**Exercise details:**
Extend the reproducibility summary of the paper on online learning with imbalanced streaming data, starting right after its final line.

**Exercise passage:**
*****

A Framework of Online Learning with Imbalanced Streaming Data

Authors: Yan Yan, Tianbao Yang, Yi Yang, Jianhui Chen

AAAI 2017 | Conference PDF | Archive PDF | Plain Text | LLM Run Details

Reproducibility Variable Result LLM Response
Research Type Experimental Our empirical studies demonstrate the competitive if not better performance of the proposed method compared to previous cost-sensitive and resampling based online learning algorithms and those that are designed for optimizing certain measures. In this section, we evaluate OMCSL for optimizing three measures, F-measure, AUROC and AUPRC, and compare with competing online learning algorithms on three public imbalanced datasets.
Researcher Affiliation Collaboration Yan Yan,1 Tianbao Yang,2 Yi Yang,1 Jianhui Chen3 1QCIS, University of Technology Sydney, 15 Broadway, Ultimo NSW 2007, Australia 2Department of Computer Science, The University of Iowa, Iowa City, IA 52242, USA 3Yahoo! Labs, Sunnyvale, CA 94089, USA
Pseudocode Yes Algorithm 1 A Framework of Online Multiple Cost-sensitive Learning
Open Source Code No The paper does not provide any concrete access information (e.g., repository links, explicit statements of code release) for the source code of the described methodology.

*****

Stored data entries
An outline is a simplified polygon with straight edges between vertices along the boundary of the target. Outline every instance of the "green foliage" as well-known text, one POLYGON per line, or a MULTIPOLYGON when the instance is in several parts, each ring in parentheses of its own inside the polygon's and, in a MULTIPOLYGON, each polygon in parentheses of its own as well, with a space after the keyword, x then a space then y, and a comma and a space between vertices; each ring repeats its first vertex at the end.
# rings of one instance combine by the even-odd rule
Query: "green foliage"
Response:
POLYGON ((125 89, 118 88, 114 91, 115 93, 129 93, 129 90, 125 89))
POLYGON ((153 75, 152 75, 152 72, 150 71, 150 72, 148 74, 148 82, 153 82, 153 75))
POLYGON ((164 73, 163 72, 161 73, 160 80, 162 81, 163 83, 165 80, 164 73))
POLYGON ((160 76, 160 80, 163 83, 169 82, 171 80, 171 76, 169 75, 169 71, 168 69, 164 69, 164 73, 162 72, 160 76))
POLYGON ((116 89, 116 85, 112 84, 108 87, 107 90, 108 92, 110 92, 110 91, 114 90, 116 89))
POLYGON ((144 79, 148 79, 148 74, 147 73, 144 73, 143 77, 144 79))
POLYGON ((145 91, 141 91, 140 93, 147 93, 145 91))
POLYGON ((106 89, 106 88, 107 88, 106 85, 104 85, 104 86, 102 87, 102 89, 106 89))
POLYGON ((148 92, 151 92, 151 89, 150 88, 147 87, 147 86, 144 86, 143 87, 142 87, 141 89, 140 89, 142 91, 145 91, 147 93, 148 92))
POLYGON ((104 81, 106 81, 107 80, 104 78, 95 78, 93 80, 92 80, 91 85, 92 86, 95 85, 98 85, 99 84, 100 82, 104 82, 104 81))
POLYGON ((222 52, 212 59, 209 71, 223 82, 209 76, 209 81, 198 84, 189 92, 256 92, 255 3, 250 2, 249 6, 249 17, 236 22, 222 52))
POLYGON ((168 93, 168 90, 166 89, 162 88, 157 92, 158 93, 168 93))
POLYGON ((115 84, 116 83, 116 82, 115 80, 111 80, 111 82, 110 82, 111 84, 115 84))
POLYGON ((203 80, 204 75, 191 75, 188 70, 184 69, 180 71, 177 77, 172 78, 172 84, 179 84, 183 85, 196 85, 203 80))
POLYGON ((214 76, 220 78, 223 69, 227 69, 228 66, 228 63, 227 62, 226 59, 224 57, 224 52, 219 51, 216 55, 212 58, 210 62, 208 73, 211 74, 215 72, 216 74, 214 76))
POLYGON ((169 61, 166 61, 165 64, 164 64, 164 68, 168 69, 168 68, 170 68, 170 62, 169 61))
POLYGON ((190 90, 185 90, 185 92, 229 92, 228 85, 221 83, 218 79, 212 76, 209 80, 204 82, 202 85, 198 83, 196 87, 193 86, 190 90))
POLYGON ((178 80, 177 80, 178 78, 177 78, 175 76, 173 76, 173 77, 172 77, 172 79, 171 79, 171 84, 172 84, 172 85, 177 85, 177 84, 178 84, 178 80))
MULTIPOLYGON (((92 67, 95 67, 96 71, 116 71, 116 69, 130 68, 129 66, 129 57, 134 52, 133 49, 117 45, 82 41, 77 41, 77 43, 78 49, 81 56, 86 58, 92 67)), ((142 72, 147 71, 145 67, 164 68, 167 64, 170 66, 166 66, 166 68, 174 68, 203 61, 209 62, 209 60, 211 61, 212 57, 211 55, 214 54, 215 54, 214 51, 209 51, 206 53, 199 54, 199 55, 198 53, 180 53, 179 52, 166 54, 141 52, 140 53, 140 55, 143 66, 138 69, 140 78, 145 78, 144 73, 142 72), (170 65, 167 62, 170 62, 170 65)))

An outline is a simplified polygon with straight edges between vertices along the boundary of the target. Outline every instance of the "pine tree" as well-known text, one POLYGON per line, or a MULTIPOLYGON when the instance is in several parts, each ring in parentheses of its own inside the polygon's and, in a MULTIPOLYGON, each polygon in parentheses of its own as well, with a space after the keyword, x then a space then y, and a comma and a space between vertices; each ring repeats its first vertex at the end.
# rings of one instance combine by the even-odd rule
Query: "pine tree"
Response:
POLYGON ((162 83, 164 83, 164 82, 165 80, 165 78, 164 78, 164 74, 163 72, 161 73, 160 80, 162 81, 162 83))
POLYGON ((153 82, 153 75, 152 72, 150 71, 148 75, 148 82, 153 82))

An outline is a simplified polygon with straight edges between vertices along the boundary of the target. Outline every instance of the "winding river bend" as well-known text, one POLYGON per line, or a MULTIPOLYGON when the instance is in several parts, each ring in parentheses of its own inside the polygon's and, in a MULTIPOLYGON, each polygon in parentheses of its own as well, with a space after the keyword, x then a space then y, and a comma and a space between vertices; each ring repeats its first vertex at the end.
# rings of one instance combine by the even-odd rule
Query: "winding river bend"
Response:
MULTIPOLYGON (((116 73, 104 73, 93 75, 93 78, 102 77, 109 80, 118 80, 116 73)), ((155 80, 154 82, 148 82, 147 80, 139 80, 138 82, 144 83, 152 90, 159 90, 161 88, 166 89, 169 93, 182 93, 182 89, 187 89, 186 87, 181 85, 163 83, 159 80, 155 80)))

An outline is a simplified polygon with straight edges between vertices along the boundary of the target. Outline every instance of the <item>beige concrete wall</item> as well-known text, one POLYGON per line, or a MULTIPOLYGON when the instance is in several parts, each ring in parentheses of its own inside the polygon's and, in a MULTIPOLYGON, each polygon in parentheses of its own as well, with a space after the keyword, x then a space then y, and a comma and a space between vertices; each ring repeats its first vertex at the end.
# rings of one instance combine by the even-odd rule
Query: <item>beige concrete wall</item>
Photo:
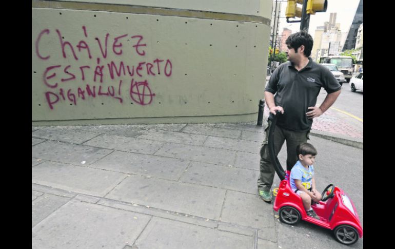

*****

**Result:**
Open Datasets Yes We compare the proposed OMCSL method with several state of the art online learning algorithms... on three public imbalanced datasets. Table 2 lists the statistics of used three datasets. To construct imbalanced data from multiclass datasets covtype, we sample instances of the fifth class as positive and instances of the first class as negative, denoted by covtype1v5. Similarly, for aloi, we sample instances of the first class as positive, and the rest as negative, denoted by aloi-1.
Dataset Splits No For each dataset, we randomly sample 4/5 instances as the training set and the rest 1/5 as the testing set. The paper specifies training and testing splits but does not mention a separate validation split.
Hardware Specification No The paper does not provide specific hardware details (e.g., CPU/GPU models, memory) used for running its experiments, only general mentions of experimentation.
Software Dependencies No The paper does not provide specific software dependencies or their version numbers (e.g., Python, PyTorch, TensorFlow versions) that would be needed to replicate the experiment.
Experiment Setup No The details of hyperparameters of these methods can be found in Appendix D. While hyperparameters are mentioned, their specific values are not provided in the main text.